QUESTIONS:
1. Answer these questions from the article on the NLRB sick leave decision, each on its own line:
(a) By what vote did the NLRB rule?
(b) Which hospital did Prime Healthcare purchase, and from which company?
(c) For about how long after Prime set the initial terms did employees keep accruing the reserve sick leave benefit?
2. List every organization named in the article on the NLRB sick leave decision, giving each one only once.

QUOTED PASSAGE:
▬▬▬
NLRB Unanimously Tells Employer “Don’t Take Away That Sick Leave!”

We all know that employers make mistakes – whether it is on purpose or by accident.  Some employers have the gall to try to take advantage of their mistakes, like Prime Healthcare recently did when it unilaterally rescinded a sick leave benefit for employees represented by SEIU, United Healthcare Workers – West.  In a recent decision, the NLRB ruled 3 to 0 to make employers more accountable.

In its unanimous decision, the NLRB ruled that a successor employer is generally free to set the initial terms and conditions of employment, but once it exercises that right, it is not free to alter those terms and conditions without giving the Union notice and an opportunity to bargain – even if it “mistakenly” included a benefit that was not part of its intended initial terms and conditions of employment. 

In this case, after Prime Healthcare purchased Garden Grove Hospital and Medical Center from Tenet Healthcare and retained a majority of Tenet’s unit employees, it set the initial terms and conditions of employment.  At the time it set the initial terms and conditions, Prime Healthcare failed to mention that it would not include a reserve sick leave benefit that employees had received under the predecessor employer.  The reserve sick leave benefit allowed employees to accrue sick leave for every pay period, so that it could be used when employees became ill. 

For nearly nine months from the date that Prime set the initial terms and conditions of employment, employees continued to accrue their reserve sick leave benefit.  According to Prime Healthcare, this was simply a “mistake” which was “due to clerical errors”; nine months after it discovered its “mistake,” Prime Healthcare notified employees – but not the Union – that the reserve sick leave benefit would be rescinded.  Finding that the reserve sick leave was a mandatory subject, the NLRB found that Prime Healthcare unilaterally changed a mandatory subject of bargaining without bargaining with the Union; it ordered Prime Healthcare to restore employees’ reserve sick leave benefit and credit employees with such additional time as they should accrue until the employer complies with the Board’s order.  
 
This is a significant decision for workers whose facility is bought by a new employer, and such workers should immediately inform their Union of the sale and of any change the new employer makes in wages, hours, or terms or conditions of employment.
▬▬▬
DATASET RECORDS:
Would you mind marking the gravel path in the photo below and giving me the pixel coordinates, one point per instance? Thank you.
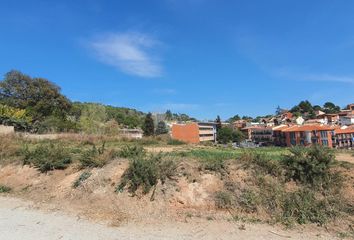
(18, 221)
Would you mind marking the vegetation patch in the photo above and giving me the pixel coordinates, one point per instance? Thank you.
(145, 172)
(132, 151)
(96, 157)
(82, 178)
(4, 189)
(47, 156)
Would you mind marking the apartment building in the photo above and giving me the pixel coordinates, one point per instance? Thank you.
(344, 138)
(258, 134)
(307, 135)
(194, 132)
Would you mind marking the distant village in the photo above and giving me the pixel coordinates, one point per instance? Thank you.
(285, 129)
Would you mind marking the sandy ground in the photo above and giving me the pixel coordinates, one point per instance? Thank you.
(20, 221)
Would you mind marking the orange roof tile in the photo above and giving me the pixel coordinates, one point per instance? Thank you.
(304, 128)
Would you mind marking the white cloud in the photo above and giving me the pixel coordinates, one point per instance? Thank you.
(132, 53)
(317, 77)
(328, 78)
(164, 91)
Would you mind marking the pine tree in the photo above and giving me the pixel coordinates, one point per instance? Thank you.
(148, 126)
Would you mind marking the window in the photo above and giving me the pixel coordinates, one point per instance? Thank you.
(324, 142)
(324, 134)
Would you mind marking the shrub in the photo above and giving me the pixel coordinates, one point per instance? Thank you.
(96, 157)
(9, 148)
(175, 142)
(145, 172)
(83, 177)
(215, 165)
(309, 165)
(249, 200)
(47, 157)
(262, 162)
(302, 207)
(132, 151)
(4, 189)
(223, 200)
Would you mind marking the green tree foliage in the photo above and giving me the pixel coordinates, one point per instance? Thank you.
(227, 135)
(218, 123)
(161, 128)
(14, 117)
(40, 97)
(309, 165)
(92, 119)
(148, 126)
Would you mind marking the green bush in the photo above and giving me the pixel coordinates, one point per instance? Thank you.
(175, 142)
(96, 157)
(132, 151)
(309, 165)
(83, 177)
(303, 207)
(4, 189)
(47, 157)
(145, 172)
(262, 162)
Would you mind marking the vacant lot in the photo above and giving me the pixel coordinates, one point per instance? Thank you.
(154, 182)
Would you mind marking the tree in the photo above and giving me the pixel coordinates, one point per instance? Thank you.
(218, 123)
(330, 107)
(168, 115)
(40, 97)
(161, 128)
(148, 126)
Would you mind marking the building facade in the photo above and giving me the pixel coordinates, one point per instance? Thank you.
(194, 132)
(344, 138)
(307, 135)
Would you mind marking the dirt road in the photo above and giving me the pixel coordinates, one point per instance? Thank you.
(19, 221)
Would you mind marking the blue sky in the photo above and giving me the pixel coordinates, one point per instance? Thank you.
(201, 57)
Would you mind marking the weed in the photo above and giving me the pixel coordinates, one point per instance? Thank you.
(83, 177)
(309, 165)
(145, 172)
(96, 157)
(132, 151)
(47, 157)
(4, 189)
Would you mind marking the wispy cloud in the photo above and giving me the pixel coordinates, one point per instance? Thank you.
(133, 53)
(164, 91)
(316, 77)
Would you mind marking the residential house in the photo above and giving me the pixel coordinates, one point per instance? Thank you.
(258, 134)
(279, 138)
(306, 135)
(4, 130)
(344, 138)
(194, 132)
(327, 118)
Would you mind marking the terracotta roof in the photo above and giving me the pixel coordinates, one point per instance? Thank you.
(304, 128)
(346, 130)
(280, 128)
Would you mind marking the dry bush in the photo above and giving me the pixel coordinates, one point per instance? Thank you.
(9, 148)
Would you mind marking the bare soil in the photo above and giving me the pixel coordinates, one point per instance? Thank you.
(181, 209)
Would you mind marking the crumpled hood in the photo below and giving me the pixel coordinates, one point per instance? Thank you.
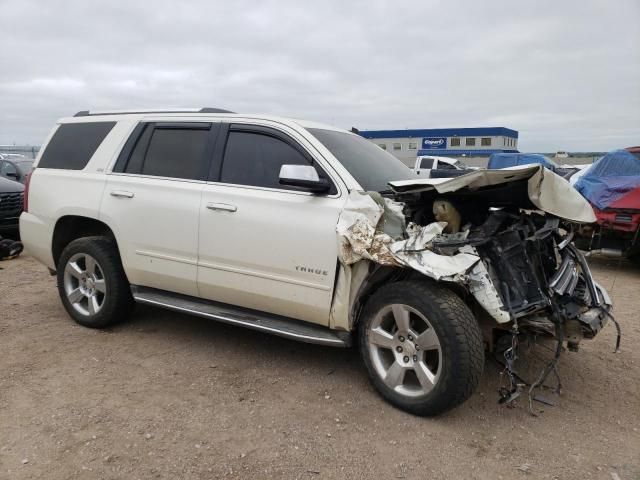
(546, 190)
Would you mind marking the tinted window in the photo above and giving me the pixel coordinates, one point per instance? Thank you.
(170, 152)
(369, 165)
(7, 170)
(73, 145)
(255, 159)
(426, 163)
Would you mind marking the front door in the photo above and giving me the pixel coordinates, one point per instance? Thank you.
(263, 245)
(153, 198)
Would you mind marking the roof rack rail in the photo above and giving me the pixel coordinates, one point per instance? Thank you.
(89, 113)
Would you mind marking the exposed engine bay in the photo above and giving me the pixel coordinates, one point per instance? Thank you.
(503, 238)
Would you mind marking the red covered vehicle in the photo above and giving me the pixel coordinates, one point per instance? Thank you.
(612, 186)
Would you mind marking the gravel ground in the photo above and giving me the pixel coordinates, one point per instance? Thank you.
(171, 396)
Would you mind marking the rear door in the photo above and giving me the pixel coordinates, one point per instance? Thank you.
(152, 198)
(263, 245)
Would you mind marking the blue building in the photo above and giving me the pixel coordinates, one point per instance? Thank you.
(455, 142)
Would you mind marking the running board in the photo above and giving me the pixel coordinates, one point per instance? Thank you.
(244, 317)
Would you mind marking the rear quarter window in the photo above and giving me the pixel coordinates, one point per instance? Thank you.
(73, 145)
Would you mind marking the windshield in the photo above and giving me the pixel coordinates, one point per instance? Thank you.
(368, 164)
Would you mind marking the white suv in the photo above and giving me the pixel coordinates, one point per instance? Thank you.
(291, 228)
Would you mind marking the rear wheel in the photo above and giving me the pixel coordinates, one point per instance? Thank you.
(92, 284)
(421, 346)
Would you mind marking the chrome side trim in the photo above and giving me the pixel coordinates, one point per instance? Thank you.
(274, 325)
(268, 276)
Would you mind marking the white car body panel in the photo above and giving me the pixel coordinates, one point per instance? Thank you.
(156, 229)
(287, 260)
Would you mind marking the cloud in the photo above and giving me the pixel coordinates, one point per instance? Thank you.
(565, 74)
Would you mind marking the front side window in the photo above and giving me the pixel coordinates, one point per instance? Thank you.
(8, 170)
(255, 159)
(371, 167)
(173, 152)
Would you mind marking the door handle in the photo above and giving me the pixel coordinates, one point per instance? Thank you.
(122, 194)
(222, 206)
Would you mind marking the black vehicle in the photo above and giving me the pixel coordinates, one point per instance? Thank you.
(11, 198)
(15, 169)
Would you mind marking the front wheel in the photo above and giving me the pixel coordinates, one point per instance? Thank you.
(421, 346)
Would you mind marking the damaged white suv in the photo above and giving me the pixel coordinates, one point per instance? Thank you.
(312, 233)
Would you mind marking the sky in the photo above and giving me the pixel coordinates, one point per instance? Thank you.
(565, 74)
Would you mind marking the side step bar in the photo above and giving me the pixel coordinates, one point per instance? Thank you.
(244, 317)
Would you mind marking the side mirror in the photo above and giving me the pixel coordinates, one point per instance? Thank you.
(304, 177)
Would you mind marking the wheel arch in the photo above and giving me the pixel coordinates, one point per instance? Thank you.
(71, 227)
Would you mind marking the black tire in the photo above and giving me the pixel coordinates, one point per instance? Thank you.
(117, 300)
(460, 343)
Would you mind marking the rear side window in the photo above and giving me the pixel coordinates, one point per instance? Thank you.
(73, 145)
(171, 151)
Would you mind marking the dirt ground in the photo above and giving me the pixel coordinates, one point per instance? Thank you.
(172, 396)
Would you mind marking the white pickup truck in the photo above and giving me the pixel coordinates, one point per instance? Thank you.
(430, 166)
(313, 233)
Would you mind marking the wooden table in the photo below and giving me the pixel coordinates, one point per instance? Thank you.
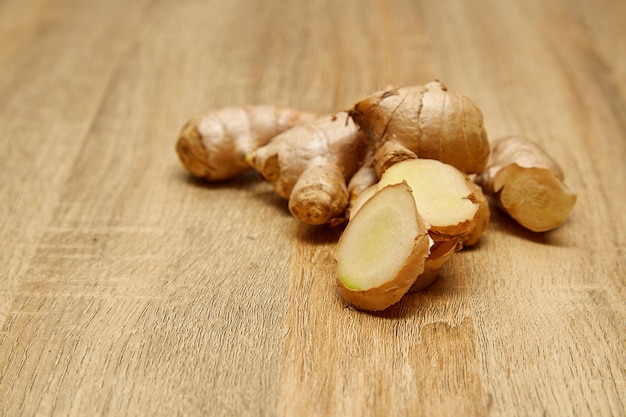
(128, 288)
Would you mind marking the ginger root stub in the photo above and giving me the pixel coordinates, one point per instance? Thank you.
(427, 122)
(311, 164)
(214, 146)
(527, 184)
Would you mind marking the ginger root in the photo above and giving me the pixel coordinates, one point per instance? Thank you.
(311, 164)
(428, 122)
(383, 250)
(214, 146)
(454, 209)
(527, 184)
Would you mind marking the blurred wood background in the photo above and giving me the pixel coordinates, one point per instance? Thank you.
(128, 288)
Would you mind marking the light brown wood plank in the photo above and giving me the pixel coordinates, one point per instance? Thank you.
(128, 288)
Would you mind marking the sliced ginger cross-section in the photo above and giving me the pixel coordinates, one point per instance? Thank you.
(383, 250)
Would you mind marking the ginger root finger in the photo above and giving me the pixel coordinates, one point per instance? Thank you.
(382, 250)
(428, 122)
(214, 146)
(527, 184)
(333, 147)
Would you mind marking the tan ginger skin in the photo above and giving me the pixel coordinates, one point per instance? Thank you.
(214, 146)
(426, 121)
(527, 184)
(311, 164)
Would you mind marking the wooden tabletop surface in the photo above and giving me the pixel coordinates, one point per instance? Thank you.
(129, 288)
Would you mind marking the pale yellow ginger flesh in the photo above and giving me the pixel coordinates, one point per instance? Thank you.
(442, 194)
(527, 184)
(311, 164)
(382, 250)
(454, 209)
(428, 121)
(214, 146)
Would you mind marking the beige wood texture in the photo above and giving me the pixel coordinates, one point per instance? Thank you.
(128, 288)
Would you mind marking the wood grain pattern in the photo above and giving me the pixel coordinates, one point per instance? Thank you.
(127, 288)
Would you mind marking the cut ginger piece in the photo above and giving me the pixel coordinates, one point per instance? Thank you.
(453, 207)
(382, 250)
(445, 197)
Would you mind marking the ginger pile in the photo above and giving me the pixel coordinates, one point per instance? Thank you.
(407, 170)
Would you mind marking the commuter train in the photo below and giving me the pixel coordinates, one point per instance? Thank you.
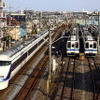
(90, 44)
(73, 45)
(13, 59)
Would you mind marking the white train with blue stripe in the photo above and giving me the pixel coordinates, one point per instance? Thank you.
(12, 60)
(90, 44)
(73, 45)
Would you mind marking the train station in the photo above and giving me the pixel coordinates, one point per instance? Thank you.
(49, 54)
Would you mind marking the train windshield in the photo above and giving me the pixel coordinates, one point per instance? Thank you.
(87, 45)
(5, 63)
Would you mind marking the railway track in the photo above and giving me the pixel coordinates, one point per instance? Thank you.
(32, 83)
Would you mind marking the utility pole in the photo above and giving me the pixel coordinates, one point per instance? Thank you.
(98, 41)
(49, 67)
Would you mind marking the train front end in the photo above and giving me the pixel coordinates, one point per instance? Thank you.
(5, 66)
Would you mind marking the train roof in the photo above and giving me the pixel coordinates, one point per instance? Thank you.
(10, 52)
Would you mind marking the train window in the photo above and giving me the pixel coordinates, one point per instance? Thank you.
(72, 45)
(94, 45)
(87, 45)
(5, 63)
(76, 45)
(69, 44)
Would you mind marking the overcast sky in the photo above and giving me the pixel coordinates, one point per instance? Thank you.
(54, 5)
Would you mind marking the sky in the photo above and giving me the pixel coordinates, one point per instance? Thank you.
(53, 5)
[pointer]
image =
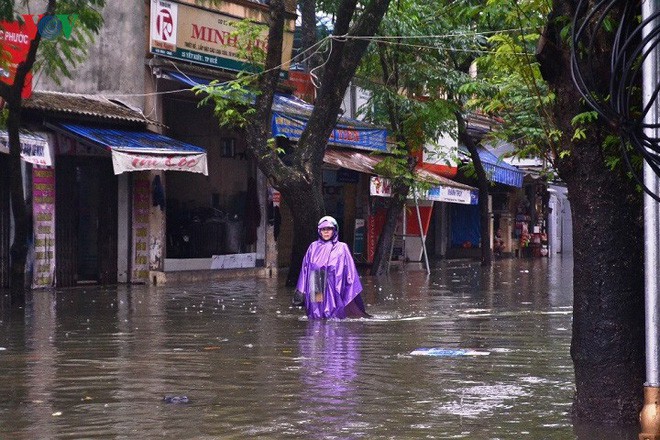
▬▬▬
EXPECTED RESPONSES:
1.
(a) 3 to 0
(b) Garden Grove Hospital and Medical Center, from Tenet Healthcare
(c) Nearly nine months

2.
NLRB
Prime Healthcare
SEIU, United Healthcare Workers – West
Garden Grove Hospital and Medical Center
Tenet Healthcare